** BEGIN RECORD SET **
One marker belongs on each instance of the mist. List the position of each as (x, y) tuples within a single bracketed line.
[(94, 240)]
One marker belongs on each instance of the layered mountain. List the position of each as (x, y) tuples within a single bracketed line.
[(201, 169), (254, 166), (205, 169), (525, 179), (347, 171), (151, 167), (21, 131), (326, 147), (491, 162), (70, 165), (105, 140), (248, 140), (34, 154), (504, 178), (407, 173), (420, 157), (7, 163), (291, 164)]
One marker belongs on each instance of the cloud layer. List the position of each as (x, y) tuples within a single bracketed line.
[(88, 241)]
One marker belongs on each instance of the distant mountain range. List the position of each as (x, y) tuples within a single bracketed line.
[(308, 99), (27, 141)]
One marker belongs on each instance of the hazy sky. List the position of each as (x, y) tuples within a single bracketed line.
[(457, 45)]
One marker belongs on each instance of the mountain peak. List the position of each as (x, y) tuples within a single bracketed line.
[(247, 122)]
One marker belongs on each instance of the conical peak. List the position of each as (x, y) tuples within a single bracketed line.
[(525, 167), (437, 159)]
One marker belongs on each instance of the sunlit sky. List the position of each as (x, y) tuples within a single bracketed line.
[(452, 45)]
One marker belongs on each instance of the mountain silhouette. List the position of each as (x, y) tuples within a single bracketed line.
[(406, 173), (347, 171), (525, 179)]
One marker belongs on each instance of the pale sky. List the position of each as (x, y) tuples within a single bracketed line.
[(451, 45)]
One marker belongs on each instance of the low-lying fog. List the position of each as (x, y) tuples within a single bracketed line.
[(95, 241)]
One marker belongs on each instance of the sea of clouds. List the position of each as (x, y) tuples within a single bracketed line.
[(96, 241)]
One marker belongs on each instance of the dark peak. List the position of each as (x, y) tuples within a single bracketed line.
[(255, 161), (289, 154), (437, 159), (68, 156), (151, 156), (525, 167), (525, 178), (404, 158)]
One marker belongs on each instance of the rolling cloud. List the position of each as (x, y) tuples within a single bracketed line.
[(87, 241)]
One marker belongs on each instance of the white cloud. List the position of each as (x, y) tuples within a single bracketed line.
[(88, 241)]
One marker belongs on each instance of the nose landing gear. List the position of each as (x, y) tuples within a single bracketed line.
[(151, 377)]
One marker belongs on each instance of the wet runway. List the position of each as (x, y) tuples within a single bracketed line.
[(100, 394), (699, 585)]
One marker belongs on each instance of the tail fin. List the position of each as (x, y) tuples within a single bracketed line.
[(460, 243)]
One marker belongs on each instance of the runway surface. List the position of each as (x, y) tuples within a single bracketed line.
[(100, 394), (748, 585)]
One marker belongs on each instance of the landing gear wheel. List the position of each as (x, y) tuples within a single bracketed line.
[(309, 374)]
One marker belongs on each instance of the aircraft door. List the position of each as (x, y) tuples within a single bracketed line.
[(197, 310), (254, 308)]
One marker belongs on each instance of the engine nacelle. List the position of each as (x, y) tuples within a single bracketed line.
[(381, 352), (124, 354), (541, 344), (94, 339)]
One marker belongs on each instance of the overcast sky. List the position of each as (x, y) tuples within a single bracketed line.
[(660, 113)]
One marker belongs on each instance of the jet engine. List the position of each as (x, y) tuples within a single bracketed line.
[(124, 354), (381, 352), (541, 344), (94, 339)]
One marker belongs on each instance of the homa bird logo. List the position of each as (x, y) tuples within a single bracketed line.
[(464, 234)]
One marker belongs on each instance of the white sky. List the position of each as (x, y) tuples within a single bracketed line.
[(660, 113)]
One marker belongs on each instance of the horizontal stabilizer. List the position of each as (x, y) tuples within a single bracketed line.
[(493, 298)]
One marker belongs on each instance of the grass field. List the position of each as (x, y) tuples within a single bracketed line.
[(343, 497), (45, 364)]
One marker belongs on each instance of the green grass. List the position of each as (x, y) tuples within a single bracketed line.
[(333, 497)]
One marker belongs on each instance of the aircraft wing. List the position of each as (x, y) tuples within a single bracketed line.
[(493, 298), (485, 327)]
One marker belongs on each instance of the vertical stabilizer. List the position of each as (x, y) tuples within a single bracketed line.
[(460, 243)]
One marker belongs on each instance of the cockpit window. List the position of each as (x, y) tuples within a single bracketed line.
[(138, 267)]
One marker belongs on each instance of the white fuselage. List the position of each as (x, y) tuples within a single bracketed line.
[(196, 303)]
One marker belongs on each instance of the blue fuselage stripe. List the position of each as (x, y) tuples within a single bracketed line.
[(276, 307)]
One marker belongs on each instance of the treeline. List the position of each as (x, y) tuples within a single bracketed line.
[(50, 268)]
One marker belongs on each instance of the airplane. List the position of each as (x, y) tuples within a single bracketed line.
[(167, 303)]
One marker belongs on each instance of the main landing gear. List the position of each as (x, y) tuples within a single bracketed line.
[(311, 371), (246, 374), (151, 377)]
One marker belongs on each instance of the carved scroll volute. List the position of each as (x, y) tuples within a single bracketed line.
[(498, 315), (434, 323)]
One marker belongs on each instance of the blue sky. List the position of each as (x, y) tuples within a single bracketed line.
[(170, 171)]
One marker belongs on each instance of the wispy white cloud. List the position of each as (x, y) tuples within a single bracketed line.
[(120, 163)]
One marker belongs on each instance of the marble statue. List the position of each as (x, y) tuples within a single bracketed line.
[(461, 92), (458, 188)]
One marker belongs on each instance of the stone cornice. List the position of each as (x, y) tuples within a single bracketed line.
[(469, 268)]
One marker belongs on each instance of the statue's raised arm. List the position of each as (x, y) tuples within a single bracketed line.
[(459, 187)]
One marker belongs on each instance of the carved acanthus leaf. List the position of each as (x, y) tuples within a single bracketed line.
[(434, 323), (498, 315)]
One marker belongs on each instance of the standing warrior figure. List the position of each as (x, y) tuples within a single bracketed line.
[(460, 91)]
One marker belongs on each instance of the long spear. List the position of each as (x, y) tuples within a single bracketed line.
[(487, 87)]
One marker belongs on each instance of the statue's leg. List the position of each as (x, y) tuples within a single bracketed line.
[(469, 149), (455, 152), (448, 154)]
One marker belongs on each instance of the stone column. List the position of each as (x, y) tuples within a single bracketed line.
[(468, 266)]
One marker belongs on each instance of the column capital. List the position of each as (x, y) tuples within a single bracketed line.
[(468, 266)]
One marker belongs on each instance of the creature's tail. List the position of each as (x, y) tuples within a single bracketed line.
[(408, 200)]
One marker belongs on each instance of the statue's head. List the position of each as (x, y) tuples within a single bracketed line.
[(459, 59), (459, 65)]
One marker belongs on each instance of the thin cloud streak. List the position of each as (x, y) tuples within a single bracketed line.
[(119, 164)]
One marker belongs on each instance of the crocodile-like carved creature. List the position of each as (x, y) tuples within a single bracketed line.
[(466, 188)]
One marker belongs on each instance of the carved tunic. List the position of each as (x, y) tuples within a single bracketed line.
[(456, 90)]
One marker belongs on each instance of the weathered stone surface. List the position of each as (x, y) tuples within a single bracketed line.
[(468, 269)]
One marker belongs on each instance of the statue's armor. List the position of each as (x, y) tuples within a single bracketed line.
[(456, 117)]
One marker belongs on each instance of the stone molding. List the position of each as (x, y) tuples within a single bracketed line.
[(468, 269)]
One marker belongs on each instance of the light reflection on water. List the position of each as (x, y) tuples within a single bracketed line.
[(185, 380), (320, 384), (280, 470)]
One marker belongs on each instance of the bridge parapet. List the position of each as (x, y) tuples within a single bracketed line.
** END RECORD SET **
TASK DIRECTIONS
Rewrite every line of the listing, replacing "tuples" with "pairs" and leaving everything else as it is.

ANSWER IN FULL
One marker belongs on each instance of the mist. List the position of each as (x, y) pairs within a single bracketed line.
[(94, 240)]
One marker belongs on each instance of the layered mountain. List the position of each as (x, y) pairs within a single bracketed line.
[(201, 169), (254, 166), (205, 169), (525, 179), (347, 171), (151, 167), (21, 131), (326, 147), (491, 162), (70, 165), (105, 140), (248, 140), (34, 154), (504, 178), (407, 173), (420, 157), (7, 163), (291, 164)]
One marker belongs on each instance of the cloud layer. List the position of each as (x, y) pairs within a single bracketed line.
[(88, 241)]
One marker belongs on each instance of the distant mountain range. List the position of each as (x, y) pairs within a single bracketed line.
[(308, 99), (27, 141)]
One marker belongs on each instance of the hazy sky. List the position of each as (x, y) pairs within a single bracketed line.
[(457, 45)]
One marker belongs on each instance of the mountain peak. List the position of each as (x, y) pairs within a single bracketed line.
[(247, 122)]
One marker belongs on each instance of the conical peak. List the position of each as (x, y) pairs within a single bracketed line.
[(525, 167), (437, 159)]
One marker belongs on each instance of the sunlit sky. List the position of each as (x, y) pairs within a single bracketed line.
[(452, 45)]
One marker belongs on each instance of the mountain silhouette. List the position of each as (x, y) pairs within a single bracketed line.
[(406, 173), (347, 171), (525, 179)]
One marker belongs on each instance of the pale sky. List the position of each as (x, y) pairs within a single bracketed line.
[(451, 45)]
One marker belongs on each instance of the low-lying fog. List the position of each as (x, y) pairs within a single bracketed line.
[(95, 241)]
One marker belongs on each instance of the sea of clouds. List the position of each as (x, y) pairs within a single bracketed line.
[(96, 241)]
One marker belongs on each instance of the dark peak. List the position of each as (x, y) pairs within a single bracketed line.
[(255, 161), (289, 154), (437, 159), (68, 156), (151, 156), (525, 167), (525, 178), (404, 158)]
One marker belongs on each instance of the rolling cloud. List the position of each as (x, y) pairs within a single bracketed line.
[(87, 241)]
One marker belongs on each instance of the white cloud. List the position of each as (x, y) pairs within a single bracketed line.
[(88, 241)]
One marker belongs on each instance of the nose landing gear. List the position of each as (x, y) pairs within a single bracketed line.
[(151, 377)]
One marker belongs on each instance of the wet runway. List the position of each as (x, y) pairs within a single bracketed line.
[(100, 394), (699, 585)]
One marker belongs on each instance of the tail fin. List the position of each as (x, y) pairs within a single bracketed line.
[(460, 243)]
One marker belongs on each instance of the runway surface. List the position of each as (x, y) pairs within a single bracketed line.
[(100, 394), (748, 585)]
One marker belongs on each instance of the landing gear wheel. List the position of each as (x, y) pairs within a single bracketed line.
[(309, 374)]
One marker belongs on each instance of the aircraft door. List the position of each as (x, y) pairs within a single bracketed line.
[(197, 310), (254, 308)]
One marker belongs on each instance of the engine nacelle. List the position of each as (x, y) pairs within a single bracketed line.
[(381, 352), (124, 354), (541, 344), (94, 339)]
One marker belongs on each instance of the overcast sky. List the position of each as (x, y) pairs within a single bracketed line.
[(660, 113)]
One marker belongs on each instance of the jet engine. List the position of each as (x, y) pairs within a single bracketed line.
[(124, 354), (381, 352), (541, 344), (94, 339)]
One marker belongs on each instance of the homa bird logo. List the position of each as (x, y) pairs within a single bracketed line.
[(464, 234)]
One marker belongs on each instance of the white sky. List the position of each as (x, y) pairs within a single bracketed line.
[(660, 113)]
One marker belongs on each instance of the horizontal stabilizer. List the position of each as (x, y) pairs within a single bracketed line.
[(493, 298)]
One marker belongs on each instance of the grass field. List the position of each as (x, y) pairs within a single bracketed line.
[(343, 497), (45, 364)]
One marker belongs on each instance of the green grass. List the position of each as (x, y) pairs within a single bracketed line.
[(333, 497)]
One marker belongs on each instance of the aircraft wing. List the position of each as (x, y) pairs within a single bracketed line.
[(493, 298), (485, 327)]
One marker belongs on each instance of the vertical stabilizer. List the position of each as (x, y) pairs within a single bracketed line.
[(460, 243)]
One marker belongs on each instance of the cockpit window. List the position of each as (x, y) pairs within a single bracketed line.
[(138, 267)]
One marker belongs on each instance of the white fuselage. List the position of each as (x, y) pairs within a single bracketed line.
[(196, 303)]
One marker belongs on each instance of the blue fuselage stripe. List the position of each as (x, y) pairs within a single bracketed line.
[(276, 307)]
One marker belongs on each instance of the treeline. List the position of each as (x, y) pairs within a single bracketed line.
[(50, 268)]
One marker belongs on each instance of the airplane. List the position of each as (x, y) pairs within a single bracketed line.
[(167, 303)]
One marker belongs on each instance of the main landing gear. List the position of each as (x, y) pairs within a single bracketed line.
[(311, 371), (246, 374), (151, 377)]
One marker belongs on each instance of the carved scroll volute. List the position of each as (x, y) pairs within a single bracketed line.
[(498, 315), (434, 323)]
One marker belongs on each instance of the blue sky. List the position of each as (x, y) pairs within a single bracketed line.
[(170, 171)]
One marker belongs on each instance of the wispy white cloud. List the position of each as (x, y) pairs within a single bracketed line.
[(120, 163)]
One marker belongs on each instance of the marble statue. List the position of each as (x, y) pairs within a single bracketed line.
[(461, 92), (458, 188)]
One marker belongs on each instance of the stone cornice. List the position of each as (x, y) pairs within a single bracketed line.
[(469, 268)]
One marker belongs on each instance of the statue's raised arm. List the position of each as (x, y) pairs within a single bracketed line.
[(459, 187)]
One marker belongs on each instance of the carved acanthus leaf. List the position of each as (x, y) pairs within a single bracketed line.
[(434, 323), (498, 315)]
One marker belongs on each instance of the standing warrior figure. List the position of each as (x, y) pairs within a single bracketed line.
[(460, 91)]
One marker belongs on each instance of the long spear. List the position of each as (x, y) pairs within a single bracketed line.
[(487, 87)]
One marker belongs on each instance of the statue's leg. List the position of each as (x, y) pairs within a single bracketed line.
[(469, 149), (455, 152), (448, 154)]
One marker belongs on each instance of the stone column. List the position of each as (x, y) pairs within a single bracketed line.
[(468, 266)]
One marker belongs on each instance of the column capital. List the position of each as (x, y) pairs within a single bracketed line.
[(468, 266)]
One marker belongs on each instance of the creature's tail. List the position of each as (x, y) pairs within a single bracketed line.
[(408, 200)]
One marker belongs on each instance of the statue's head. List the position of each as (x, y) pairs within a single bracketed line.
[(459, 59), (459, 65)]
One marker belongs on each instance of the thin cloud streak. List the position of each as (x, y) pairs within a single bracketed line.
[(119, 164)]
One marker belongs on each instance of the crocodile-like carved creature. List the position of each as (x, y) pairs within a single bracketed line.
[(466, 188)]
One marker belongs on each instance of the carved tunic. List the position of each as (x, y) pairs within a single bracketed line.
[(456, 90)]
One marker belongs on each instance of the weathered stone surface. List the position of each as (x, y) pairs within a single bracketed line.
[(468, 269)]
One marker belongs on each instance of the statue's armor. List the position of each as (x, y) pairs within a single bracketed line.
[(456, 117)]
One marker belongs on each instance of the stone molding. List the position of each as (x, y) pairs within a single bracketed line.
[(468, 269)]
One marker belongs on each instance of the light reflection on water. List the position of each as (x, y) pairs within a single bracketed line.
[(185, 380), (320, 384), (280, 470)]
One marker belongs on each instance of the bridge parapet. List the position of each as (x, y) pairs within a single bracketed line.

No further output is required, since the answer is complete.